> **Your goal**:
Render the entries from the first line through the line containing "[38, 19, 218, 264]", inclusive, as a Markdown table with the columns Number and Line, numbering each row and leaving out blank lines.

>> Start Records for this exercise

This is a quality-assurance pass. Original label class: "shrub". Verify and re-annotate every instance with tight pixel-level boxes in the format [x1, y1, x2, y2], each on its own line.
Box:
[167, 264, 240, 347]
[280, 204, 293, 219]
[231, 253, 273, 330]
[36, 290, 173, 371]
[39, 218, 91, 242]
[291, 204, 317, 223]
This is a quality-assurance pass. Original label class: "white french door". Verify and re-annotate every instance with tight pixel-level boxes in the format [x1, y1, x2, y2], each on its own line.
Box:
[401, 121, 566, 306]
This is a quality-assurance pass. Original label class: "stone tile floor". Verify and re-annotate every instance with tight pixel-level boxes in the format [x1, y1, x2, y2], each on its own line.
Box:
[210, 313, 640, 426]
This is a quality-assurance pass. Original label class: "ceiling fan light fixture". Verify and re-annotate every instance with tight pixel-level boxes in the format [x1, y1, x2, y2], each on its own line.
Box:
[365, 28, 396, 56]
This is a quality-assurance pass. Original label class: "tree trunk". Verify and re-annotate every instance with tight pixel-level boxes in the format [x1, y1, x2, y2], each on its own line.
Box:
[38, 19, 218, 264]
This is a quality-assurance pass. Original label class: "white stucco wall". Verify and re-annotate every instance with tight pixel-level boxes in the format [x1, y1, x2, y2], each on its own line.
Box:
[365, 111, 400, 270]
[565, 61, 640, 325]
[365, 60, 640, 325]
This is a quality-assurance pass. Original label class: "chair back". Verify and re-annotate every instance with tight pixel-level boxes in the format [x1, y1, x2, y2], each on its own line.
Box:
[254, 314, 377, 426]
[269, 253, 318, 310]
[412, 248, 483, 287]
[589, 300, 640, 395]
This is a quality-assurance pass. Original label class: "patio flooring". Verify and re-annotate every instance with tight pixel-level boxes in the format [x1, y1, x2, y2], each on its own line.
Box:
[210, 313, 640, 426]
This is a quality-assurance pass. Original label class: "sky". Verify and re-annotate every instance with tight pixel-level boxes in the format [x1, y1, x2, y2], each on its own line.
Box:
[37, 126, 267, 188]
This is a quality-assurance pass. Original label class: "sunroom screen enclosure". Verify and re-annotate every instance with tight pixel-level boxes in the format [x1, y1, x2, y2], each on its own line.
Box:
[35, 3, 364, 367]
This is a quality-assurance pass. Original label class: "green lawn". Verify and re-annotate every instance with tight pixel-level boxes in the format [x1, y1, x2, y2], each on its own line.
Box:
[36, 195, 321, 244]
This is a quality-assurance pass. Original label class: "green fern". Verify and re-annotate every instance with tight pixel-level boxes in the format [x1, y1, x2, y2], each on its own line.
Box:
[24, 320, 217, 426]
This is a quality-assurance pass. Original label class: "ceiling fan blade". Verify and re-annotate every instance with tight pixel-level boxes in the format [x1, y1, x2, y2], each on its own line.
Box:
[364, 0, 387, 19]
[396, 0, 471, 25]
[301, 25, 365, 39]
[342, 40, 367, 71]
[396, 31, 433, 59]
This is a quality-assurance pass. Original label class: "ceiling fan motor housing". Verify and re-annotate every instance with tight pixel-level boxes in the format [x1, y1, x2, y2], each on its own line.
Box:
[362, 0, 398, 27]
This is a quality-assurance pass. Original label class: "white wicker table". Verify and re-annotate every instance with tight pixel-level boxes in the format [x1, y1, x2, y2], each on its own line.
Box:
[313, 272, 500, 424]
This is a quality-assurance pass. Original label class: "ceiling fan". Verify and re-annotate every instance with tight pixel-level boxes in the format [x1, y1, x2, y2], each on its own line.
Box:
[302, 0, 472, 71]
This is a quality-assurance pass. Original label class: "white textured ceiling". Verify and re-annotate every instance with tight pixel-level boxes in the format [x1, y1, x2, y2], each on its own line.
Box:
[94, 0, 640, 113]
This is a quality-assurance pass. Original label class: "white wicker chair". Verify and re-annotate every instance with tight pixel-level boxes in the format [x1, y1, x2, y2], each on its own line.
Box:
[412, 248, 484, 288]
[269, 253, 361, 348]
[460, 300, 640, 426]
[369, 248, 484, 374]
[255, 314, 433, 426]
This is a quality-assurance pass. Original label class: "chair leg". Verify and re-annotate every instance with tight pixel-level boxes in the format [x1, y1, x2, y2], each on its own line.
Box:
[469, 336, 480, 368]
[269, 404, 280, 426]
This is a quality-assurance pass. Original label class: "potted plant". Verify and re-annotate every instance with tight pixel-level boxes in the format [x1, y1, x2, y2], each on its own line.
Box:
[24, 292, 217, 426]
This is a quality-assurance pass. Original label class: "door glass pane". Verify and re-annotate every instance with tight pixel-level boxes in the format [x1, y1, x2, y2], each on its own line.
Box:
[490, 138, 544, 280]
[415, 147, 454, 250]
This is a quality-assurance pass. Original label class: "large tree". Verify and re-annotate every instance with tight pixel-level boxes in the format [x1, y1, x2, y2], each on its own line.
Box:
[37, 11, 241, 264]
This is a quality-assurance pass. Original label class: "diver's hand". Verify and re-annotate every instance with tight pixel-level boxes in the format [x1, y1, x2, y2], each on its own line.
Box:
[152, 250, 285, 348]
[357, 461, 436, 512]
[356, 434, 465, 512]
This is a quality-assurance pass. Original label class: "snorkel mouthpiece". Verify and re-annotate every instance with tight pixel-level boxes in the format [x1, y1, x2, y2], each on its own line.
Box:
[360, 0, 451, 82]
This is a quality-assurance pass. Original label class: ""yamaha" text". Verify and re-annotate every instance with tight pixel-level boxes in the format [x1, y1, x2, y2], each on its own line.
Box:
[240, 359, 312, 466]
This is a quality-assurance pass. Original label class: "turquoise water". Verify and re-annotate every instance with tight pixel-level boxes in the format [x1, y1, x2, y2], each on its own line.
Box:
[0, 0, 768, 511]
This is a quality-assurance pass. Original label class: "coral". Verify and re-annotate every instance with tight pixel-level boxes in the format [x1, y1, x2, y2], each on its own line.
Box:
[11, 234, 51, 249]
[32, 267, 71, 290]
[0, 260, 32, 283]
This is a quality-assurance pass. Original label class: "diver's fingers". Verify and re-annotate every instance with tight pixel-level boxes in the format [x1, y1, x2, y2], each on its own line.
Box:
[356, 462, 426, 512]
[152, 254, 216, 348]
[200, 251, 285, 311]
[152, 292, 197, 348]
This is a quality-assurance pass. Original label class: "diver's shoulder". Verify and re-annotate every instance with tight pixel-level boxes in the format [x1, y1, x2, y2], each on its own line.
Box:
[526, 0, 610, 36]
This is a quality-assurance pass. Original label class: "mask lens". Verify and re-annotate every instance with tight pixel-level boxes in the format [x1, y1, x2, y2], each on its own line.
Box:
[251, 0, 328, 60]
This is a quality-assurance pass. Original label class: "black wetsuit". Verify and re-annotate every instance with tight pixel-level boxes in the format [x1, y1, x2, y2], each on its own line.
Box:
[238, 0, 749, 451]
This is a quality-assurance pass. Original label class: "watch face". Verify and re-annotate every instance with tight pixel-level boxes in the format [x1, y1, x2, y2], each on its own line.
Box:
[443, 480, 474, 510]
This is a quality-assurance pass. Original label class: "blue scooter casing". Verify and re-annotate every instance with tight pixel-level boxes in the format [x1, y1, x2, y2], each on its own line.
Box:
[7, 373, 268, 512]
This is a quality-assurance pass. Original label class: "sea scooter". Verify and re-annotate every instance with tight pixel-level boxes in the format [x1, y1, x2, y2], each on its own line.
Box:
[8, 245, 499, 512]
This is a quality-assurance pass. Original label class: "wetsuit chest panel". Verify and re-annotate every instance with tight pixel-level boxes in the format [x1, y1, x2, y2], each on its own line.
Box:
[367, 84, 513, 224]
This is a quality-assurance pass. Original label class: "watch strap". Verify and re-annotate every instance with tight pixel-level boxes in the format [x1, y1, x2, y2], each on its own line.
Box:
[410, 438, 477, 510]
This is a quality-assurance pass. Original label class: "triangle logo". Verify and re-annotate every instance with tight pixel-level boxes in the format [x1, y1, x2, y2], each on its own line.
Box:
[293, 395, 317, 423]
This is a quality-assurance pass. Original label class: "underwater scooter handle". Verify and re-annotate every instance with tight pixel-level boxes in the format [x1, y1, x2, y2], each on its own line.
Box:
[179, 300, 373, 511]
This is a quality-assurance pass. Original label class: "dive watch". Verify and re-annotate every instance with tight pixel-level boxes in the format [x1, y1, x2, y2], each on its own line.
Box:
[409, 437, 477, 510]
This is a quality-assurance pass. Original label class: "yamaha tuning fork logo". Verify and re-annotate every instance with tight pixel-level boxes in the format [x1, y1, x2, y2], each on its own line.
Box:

>> End Records for this exercise

> **Full response**:
| Number | Line |
|---|---|
| 1 | This is a quality-assurance pass. Original label class: "shrub". Verify and re-annotate every instance with tight pixel-level boxes in the format [x1, y1, x2, y2], each on its own line. |
| 2 | Box: |
| 3 | [167, 264, 240, 347] |
| 4 | [280, 204, 293, 219] |
| 5 | [231, 253, 273, 330] |
| 6 | [36, 290, 173, 371] |
| 7 | [39, 218, 91, 242] |
| 8 | [291, 204, 317, 223] |
| 9 | This is a quality-assurance pass. Original label class: "white french door". Verify and re-annotate every instance with tight pixel-level boxes in the format [x1, y1, x2, y2], each on its own line. |
| 10 | Box: |
| 11 | [401, 121, 566, 306] |
| 12 | This is a quality-assurance pass. Original label class: "stone tile floor". Verify and re-annotate every instance with tight pixel-level boxes in the format [x1, y1, x2, y2], each on its own line. |
| 13 | Box: |
| 14 | [210, 313, 640, 426] |
| 15 | This is a quality-assurance pass. Original label class: "ceiling fan light fixture". Verify and re-annotate every instance with tight pixel-level boxes in the format [x1, y1, x2, y2], each on its own line. |
| 16 | Box: |
| 17 | [365, 28, 396, 56] |
| 18 | This is a quality-assurance pass. Original label class: "tree trunk". Verify and re-annotate every instance with tight pixel-level boxes in the format [x1, y1, x2, y2], each on its own line. |
| 19 | Box: |
| 20 | [38, 19, 218, 264] |